▶ [Supplied material]:
========
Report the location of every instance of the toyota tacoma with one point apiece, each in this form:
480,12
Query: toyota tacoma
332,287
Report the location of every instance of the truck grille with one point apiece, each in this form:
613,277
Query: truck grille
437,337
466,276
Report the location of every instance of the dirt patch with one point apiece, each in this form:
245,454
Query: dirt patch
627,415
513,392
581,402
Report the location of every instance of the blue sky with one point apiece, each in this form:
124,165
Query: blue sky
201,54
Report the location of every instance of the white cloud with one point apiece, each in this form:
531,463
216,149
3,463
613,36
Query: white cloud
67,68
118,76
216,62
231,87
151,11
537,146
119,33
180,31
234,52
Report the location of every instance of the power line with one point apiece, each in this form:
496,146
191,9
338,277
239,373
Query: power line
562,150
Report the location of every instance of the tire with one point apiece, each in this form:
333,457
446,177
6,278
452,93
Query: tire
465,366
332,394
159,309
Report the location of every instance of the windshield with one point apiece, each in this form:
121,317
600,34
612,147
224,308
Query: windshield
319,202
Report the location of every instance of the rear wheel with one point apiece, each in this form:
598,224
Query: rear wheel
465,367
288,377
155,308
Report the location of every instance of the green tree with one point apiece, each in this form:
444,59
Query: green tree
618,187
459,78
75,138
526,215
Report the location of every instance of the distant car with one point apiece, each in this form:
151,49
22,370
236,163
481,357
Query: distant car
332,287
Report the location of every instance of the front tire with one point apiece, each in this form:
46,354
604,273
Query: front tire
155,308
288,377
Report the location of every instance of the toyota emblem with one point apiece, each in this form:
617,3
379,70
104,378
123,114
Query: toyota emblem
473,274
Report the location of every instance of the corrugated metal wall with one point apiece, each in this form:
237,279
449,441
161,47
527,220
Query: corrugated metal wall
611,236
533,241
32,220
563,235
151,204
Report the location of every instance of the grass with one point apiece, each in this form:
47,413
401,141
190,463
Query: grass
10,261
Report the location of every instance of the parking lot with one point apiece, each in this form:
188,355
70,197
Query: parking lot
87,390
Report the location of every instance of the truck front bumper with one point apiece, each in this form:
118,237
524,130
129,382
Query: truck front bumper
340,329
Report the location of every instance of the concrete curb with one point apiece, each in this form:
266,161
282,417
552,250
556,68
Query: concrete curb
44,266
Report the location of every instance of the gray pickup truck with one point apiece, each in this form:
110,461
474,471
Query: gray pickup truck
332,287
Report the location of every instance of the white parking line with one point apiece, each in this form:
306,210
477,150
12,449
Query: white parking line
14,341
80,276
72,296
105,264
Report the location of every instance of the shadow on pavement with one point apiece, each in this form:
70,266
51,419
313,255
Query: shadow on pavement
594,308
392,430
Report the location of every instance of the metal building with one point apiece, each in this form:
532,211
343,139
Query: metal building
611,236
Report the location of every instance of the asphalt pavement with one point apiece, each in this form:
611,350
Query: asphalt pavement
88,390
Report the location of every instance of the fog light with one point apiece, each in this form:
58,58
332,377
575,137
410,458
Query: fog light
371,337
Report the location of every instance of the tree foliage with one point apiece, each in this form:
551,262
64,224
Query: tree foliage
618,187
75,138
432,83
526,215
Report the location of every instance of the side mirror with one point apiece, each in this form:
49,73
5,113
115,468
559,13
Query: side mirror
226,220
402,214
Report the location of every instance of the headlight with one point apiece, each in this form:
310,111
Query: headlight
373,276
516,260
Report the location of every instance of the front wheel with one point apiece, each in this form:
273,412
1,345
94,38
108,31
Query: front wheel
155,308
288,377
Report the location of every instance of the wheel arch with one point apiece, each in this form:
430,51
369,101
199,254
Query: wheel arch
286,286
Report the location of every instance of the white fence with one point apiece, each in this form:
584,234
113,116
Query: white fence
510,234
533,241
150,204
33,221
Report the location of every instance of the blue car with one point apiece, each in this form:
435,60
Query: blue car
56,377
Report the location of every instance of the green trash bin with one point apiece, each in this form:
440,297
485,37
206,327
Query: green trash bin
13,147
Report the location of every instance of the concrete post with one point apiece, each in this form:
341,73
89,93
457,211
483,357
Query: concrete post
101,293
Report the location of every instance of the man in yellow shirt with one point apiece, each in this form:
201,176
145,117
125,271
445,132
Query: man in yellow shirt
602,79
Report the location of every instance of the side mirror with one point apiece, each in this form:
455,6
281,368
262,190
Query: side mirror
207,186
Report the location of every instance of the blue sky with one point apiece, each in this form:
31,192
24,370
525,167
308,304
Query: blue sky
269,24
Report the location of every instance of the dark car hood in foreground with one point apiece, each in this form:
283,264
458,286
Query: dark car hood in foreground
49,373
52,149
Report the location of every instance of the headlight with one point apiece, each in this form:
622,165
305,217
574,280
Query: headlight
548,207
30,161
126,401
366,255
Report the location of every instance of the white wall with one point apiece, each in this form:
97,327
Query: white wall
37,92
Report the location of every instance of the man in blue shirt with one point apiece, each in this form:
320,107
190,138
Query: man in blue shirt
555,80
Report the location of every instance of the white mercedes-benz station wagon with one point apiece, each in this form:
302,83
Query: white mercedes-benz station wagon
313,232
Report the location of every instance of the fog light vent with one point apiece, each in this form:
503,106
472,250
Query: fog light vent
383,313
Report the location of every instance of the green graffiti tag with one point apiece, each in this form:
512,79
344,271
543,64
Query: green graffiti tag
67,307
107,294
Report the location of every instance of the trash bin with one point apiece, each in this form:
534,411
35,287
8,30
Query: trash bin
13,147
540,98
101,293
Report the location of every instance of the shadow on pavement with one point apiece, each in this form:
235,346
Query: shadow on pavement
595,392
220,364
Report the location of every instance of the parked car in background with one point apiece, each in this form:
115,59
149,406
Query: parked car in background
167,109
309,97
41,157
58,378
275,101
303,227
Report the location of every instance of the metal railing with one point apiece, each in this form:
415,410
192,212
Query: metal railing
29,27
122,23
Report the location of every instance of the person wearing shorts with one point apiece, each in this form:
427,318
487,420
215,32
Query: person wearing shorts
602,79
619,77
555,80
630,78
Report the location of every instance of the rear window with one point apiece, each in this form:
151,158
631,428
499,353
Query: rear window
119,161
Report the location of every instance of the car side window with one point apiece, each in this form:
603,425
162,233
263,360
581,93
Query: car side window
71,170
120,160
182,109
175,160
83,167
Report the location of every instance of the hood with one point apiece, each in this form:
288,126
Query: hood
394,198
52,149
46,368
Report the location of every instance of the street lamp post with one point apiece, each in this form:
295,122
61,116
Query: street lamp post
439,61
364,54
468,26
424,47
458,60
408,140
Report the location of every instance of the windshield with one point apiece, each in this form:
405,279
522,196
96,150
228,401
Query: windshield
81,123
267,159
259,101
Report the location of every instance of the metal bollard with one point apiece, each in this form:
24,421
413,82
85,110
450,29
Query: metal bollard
========
Extract all the entries word for word.

▶ [Task result]:
Report the location of every instance of the toyota tacoma with one point apiece, each in this form:
480,12
Query: toyota tacoma
332,287
Report the location of every instance of the truck grille with one point apiece, each in this form:
613,277
Query: truck grille
437,337
466,276
Report the location of every instance of the dirt patch with one point apiece, each in this form:
245,454
Query: dirt patch
627,415
513,392
581,402
Report the location of every instance of the blue sky with one point apiece, each in this form:
124,165
Query: blue sky
201,54
Report the location of every instance of the white cloud with one point apiece, each in this form:
531,463
216,149
3,463
613,36
Query: white cloud
67,68
118,76
216,62
231,87
151,11
537,146
119,33
180,31
234,52
Report the location of every instance of the power line with one point apiece, each in this form:
496,146
191,9
338,277
239,373
Query: power line
562,150
Report the location of every instance of the tire with one point apiece, each in this form:
333,457
446,177
6,278
452,93
Query: tire
465,366
332,394
159,309
Report the location of every instance of the windshield with one point apiece, each in this form:
121,317
600,34
612,147
224,308
Query: windshield
319,202
Report the location of every instance of the rear wheel with one point apiece, each in this form:
598,224
Query: rear wheel
465,367
288,377
155,308
Report the location of every instance of the green tree with one point apiece, each in this form:
444,59
Query: green tree
618,187
459,78
75,138
526,215
Report the location of every instance of the distant car with one point apiece, each in this form:
151,49
22,370
236,163
481,357
Query: distant car
332,287
Report the location of every instance of the front tire with one point apiece, each in this form:
46,354
604,273
Query: front tire
155,308
288,377
Report the location of every instance of the toyota emblem with one point apiece, each in this form:
617,3
379,70
104,378
123,114
Query: toyota emblem
473,274
Report the location of every instance of the corrugated metal wall with one point apiece, each in this form:
237,279
449,441
161,47
527,220
Query: corrugated metal wall
611,236
533,241
32,220
563,235
151,204
Report the location of every instance of the grass with one point apiece, each in this form:
47,413
401,141
190,463
Query: grass
10,261
Report the location of every instance of the parking lot with one point apiece, each in this form:
188,355
70,197
Query: parking lot
87,390
Report the location of every instance of the truck front bumper with one point apiece, each in this form:
118,237
524,130
129,382
Query: truck front bumper
340,329
Report the location of every instance of the concrete curb with one point apiece, each in this form:
266,161
282,417
552,250
556,68
Query: concrete curb
44,266
Report the location of every instance of the gray pickup truck with one point apiece, each in this form:
110,461
474,471
Query: gray pickup truck
332,287
Report the location of every instance of the white parking line with one point apiece, each in this form:
306,210
477,150
12,449
Query: white parking line
14,341
80,276
72,296
105,264
Report the location of every instance of the shadow on pavement with one point apiece, each in this form:
70,266
51,419
313,255
Query: shadow on pavement
594,308
392,430
Report the location of every instance of the metal building with one point apiece, each in this form:
532,211
343,139
Query: metal building
611,236
Report the location of every instance of the asphalt pavement with one point apiece, each in this form:
611,350
Query: asphalt pavement
88,390
Report the location of every instance of the fog light with one point apiece, each in this form:
58,58
332,377
575,137
410,458
Query: fog light
371,337
Report the location of every instance of the tree foliage with one point apiece, each in this form:
551,262
64,224
Query: tree foliage
618,187
75,138
432,83
526,215
Report the location of every instance of the side mirror with one point apiece, each in this form:
49,73
5,113
115,468
559,13
Query: side mirror
226,220
402,214
Report the location of every instance of the headlight with one point apiece, each in this form:
310,111
Query: headlight
373,276
516,260
Report the location of every instance of the front wheel with one point apiece, each in this form:
273,412
1,345
94,38
108,31
Query: front wheel
155,308
288,377
Report the location of every instance of the wheel arch with one point apiece, each in this form:
430,51
369,101
199,254
Query: wheel arch
286,286
Report the location of every instance of the white fence with one point apiece, each in this form:
584,234
113,116
Query: white fence
510,234
533,241
150,204
33,221
Report the location of every instance of the blue car with one point apiece, each in this form:
435,60
Query: blue car
56,377
Report the location of every instance of the green trash bin with one point apiece, each in this form:
440,297
485,37
206,327
Query: green trash bin
13,147
Report the location of every instance of the concrete post with one point apiece, each in this form:
341,73
89,93
457,211
483,357
Query: concrete post
101,293
Report the location of every instance of the man in yellow shirt with one point apiece, each in this form:
201,176
145,117
125,271
445,132
Query: man in yellow shirt
602,79
Report the location of every instance of the side mirror with one point apiece, each in this form:
455,6
281,368
262,190
Query: side mirror
207,186
Report the location of every instance of the blue sky with one point apiece, each in this form:
31,192
24,370
525,167
308,304
Query: blue sky
269,24
Report the location of every instance of the dark car hood in foreground with one point apiece, each in this form:
283,264
458,286
Query: dark car hood in foreground
49,373
52,149
Report the location of every instance of the headlight with one point apiece, each in this form:
622,165
305,217
574,280
Query: headlight
548,207
30,161
126,401
366,255
Report the location of every instance of the white wall with one point apiece, each in this form:
97,327
Query: white wall
37,92
Report the location of every instance of the man in blue shirt with one point apiece, each in this form:
320,107
190,138
Query: man in blue shirt
555,80
Report the location of every instance of the white mercedes-benz station wagon with one point apiece, each in this form:
302,83
Query: white mercedes-benz station wagon
313,232
Report the location of every instance of the fog light vent with one point apiece, each in this form:
503,106
472,250
Query: fog light vent
383,313
Report the location of every instance of the green graffiti tag with one point apiece, each in this form:
512,79
344,271
543,64
Query: green graffiti tag
67,307
107,294
Report the location of every instance of the trash bin with one point apiece, each in this form:
534,411
35,287
8,30
Query: trash bin
13,147
540,98
101,293
Report the location of every instance of the shadow on pavement with one point apiece, each in this form:
235,346
Query: shadow on pavement
595,392
220,364
Report the location of every instance of the parked car in background with one point apiece, each in this form:
115,59
149,406
Query: parked car in background
167,109
309,97
41,157
58,378
275,101
303,227
Report the location of every instance of the metal railing with one point apiece, each in this form:
415,410
192,212
Query: metal railing
29,27
122,23
Report the location of every instance of the person wearing shorts with one point apiece, each in this form:
427,318
487,420
215,32
Query: person wearing shorts
602,79
619,77
555,80
630,78
Report the location of every instance of the rear window with one point apiece, each in this form:
151,158
631,428
499,353
Query: rear window
119,161
Report the location of every instance of the car side window with one point apiece, each in this form:
603,425
162,233
263,360
581,93
Query: car side window
71,170
120,160
182,109
175,160
83,167
Report the location of every instance of the hood with one point apiece, each in this form:
288,126
Query: hood
394,198
52,149
46,368
Report the location of every instance of the street lamp post with one point apiece, each in this form:
295,122
61,116
Query: street lamp post
439,61
364,54
468,26
424,47
458,60
408,140
Report the location of every instance of the windshield with one point apiece, each in this form:
405,279
522,196
96,150
228,401
Query: windshield
81,123
267,159
259,101
Report the location of every instance of the metal bollard with one point apiece, each in this form:
24,421
413,82
85,110
450,29
Query: metal bollard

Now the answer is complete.